→ Parts of the exercise:
a) According to the linear regression description, why does the tracker obtain DC-specific caseloads from the CDC API endpoint for state data? Answer in one to three sentences.
b) Resume the linear regression description, starting after its final sentence.

→ Reading passage:
────────

Linear Regression

The multiple linear regression estimator grabs COVID case loads from several surrounding jurisdictions from the New York Times GitHub page for their COVID tracker. Population estimates were gathered manually from the Census Bureau:

Fairfax, Virginia: 1,150,309
Montgomery, Maryland: 1,051,000
Prince George’s, Maryland: 909,327
Falls Church city, Virginia: 14,658
Arlington, Virginia: 232,965
Prince William, Virginia: 470,335
Loudoun, Virginia: 413,538
Alexandria city, Virginia: 160,505
Charles, Maryland: 166,617
Anne Arundel, Maryland: 579,234

The tracker also grabs DC-specific caseloads from the CDC API endpoint for state data for the target variable of the regression estimate.

────────

Records contained in a dataset:
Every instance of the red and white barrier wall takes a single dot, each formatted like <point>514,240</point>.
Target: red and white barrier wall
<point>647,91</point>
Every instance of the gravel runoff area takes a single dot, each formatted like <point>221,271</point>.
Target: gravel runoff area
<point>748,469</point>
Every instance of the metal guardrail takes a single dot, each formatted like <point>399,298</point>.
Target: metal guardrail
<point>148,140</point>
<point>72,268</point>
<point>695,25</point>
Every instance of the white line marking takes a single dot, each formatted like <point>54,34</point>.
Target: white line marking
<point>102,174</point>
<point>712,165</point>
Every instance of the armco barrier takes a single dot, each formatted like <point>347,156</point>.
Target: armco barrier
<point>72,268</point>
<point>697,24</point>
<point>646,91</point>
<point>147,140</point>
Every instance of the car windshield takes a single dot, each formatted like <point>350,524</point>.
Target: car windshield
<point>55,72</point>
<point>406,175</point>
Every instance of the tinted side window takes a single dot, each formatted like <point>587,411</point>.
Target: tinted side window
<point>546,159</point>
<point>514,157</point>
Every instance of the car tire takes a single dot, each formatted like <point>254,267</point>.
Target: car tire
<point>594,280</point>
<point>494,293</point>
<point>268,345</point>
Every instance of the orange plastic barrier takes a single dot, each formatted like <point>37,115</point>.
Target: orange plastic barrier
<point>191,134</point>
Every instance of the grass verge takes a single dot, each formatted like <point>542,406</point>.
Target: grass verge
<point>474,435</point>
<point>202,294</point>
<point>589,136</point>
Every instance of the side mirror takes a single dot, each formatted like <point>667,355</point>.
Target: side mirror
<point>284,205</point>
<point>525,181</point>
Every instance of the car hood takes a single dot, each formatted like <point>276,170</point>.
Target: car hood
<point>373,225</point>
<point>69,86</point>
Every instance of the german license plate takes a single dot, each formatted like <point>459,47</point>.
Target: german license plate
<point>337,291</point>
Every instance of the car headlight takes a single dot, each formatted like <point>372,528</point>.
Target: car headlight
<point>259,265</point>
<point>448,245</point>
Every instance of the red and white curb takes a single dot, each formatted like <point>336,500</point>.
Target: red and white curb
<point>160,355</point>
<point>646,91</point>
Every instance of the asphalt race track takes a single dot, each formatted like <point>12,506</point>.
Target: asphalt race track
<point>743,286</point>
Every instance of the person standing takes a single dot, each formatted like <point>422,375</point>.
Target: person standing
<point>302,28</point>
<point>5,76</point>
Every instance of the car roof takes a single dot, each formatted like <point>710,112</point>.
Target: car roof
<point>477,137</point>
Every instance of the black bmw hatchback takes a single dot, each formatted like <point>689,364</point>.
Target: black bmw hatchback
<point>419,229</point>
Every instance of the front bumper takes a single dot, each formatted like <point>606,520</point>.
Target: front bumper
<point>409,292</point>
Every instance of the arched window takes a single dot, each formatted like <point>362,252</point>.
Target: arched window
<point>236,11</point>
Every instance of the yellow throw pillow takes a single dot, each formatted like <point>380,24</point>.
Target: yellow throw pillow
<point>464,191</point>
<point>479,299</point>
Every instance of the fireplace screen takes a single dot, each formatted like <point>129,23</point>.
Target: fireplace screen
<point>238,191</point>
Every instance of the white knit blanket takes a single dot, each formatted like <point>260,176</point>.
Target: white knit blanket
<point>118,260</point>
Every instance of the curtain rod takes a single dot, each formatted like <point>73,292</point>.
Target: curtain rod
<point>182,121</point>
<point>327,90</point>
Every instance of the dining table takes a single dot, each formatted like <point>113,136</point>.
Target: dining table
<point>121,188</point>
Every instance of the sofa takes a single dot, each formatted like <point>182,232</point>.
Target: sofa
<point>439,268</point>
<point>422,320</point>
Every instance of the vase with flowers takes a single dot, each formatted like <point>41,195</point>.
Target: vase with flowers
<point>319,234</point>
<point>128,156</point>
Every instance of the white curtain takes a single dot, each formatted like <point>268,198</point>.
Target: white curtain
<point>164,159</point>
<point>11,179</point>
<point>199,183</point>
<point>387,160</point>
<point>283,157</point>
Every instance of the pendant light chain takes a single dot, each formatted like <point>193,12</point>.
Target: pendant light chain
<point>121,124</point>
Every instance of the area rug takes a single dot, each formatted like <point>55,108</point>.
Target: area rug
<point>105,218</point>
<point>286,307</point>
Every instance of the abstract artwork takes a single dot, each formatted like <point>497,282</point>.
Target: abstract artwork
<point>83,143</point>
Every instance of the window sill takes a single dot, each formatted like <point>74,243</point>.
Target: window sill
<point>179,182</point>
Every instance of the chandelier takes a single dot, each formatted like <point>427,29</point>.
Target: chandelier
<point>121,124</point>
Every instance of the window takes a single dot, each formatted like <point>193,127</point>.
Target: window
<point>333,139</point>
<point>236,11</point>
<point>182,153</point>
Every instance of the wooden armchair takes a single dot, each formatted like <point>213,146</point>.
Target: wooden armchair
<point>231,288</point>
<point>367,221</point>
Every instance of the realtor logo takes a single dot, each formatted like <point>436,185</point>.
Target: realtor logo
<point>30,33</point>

────────

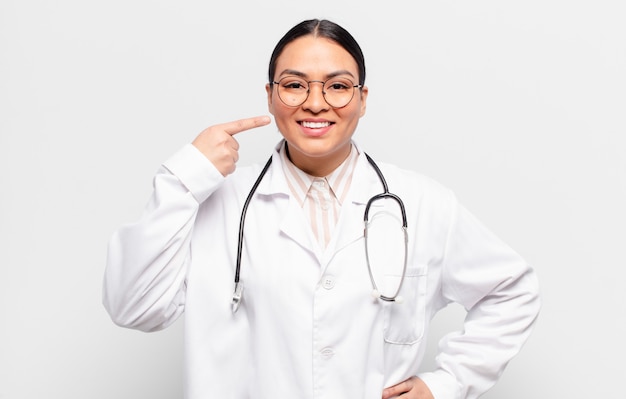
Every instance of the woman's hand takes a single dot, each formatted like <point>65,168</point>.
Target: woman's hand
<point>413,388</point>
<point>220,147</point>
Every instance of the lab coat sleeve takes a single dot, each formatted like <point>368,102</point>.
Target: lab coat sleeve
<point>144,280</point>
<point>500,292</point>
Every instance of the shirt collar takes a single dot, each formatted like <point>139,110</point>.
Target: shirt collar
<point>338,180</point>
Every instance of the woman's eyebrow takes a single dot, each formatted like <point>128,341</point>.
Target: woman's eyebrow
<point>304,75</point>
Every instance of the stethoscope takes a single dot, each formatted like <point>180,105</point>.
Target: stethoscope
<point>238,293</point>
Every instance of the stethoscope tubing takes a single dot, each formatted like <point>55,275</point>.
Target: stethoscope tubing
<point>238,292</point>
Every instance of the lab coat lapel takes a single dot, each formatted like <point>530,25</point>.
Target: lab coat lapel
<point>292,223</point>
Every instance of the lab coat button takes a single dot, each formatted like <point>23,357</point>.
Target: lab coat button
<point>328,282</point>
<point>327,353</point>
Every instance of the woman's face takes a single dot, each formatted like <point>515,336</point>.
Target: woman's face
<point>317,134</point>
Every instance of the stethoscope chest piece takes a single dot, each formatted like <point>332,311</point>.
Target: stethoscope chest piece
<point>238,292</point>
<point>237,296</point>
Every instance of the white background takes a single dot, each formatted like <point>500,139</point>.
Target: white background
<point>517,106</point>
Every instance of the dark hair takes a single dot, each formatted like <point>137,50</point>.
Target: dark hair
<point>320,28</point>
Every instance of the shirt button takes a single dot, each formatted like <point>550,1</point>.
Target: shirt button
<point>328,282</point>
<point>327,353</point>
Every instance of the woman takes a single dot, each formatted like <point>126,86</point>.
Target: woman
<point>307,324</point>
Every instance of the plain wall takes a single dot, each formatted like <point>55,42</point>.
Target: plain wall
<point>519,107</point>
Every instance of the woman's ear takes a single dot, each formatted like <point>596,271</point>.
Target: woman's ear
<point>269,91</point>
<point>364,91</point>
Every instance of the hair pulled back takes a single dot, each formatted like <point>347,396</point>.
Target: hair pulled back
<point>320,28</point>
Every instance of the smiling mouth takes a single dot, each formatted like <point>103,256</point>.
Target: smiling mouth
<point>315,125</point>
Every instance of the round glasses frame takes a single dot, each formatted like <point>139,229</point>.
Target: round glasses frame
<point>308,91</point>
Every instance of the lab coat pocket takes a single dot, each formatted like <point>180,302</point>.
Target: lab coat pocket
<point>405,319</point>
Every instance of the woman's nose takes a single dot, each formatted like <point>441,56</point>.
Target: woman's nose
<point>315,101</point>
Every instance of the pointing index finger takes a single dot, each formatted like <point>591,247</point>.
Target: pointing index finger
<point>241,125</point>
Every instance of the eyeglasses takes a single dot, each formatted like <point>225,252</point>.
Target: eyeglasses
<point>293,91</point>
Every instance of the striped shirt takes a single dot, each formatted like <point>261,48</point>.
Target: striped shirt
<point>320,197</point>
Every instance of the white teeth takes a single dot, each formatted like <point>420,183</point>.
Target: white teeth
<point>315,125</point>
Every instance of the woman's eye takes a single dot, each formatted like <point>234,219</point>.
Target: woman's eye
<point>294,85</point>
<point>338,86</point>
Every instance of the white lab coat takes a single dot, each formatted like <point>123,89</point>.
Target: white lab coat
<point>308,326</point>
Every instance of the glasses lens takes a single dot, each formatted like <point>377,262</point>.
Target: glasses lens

────────

→ Outputs by task:
a) The DC-specific caseloads are obtained because they supply the target variable of the regression estimate.

b)
The raw case numbers are cumulative, and need to be transformed into per 100k rolling daily case numbers by the following steps:

pandas .shift(1) function
pandas .rolling(14).mean() divided by locale population, multiplied by 100,000

The ten locales are then used as the matrix for estimating in a multiple linear regression using the statsmodels package in Python with an added constant term. The target (y) variable is the actual reported cases from DC obtained through the same transformation as above.

Two statistics are used for measurement: R2 and root mean squared error. The R2 statistic has been >.95 since the project began, indicating high correlation between estimated and actual COVID values. RMSE has been around 8.75 since the project began, which can be interpreted as meaning that the estimator is usually accurate to within about 8.75 cases per 100,000.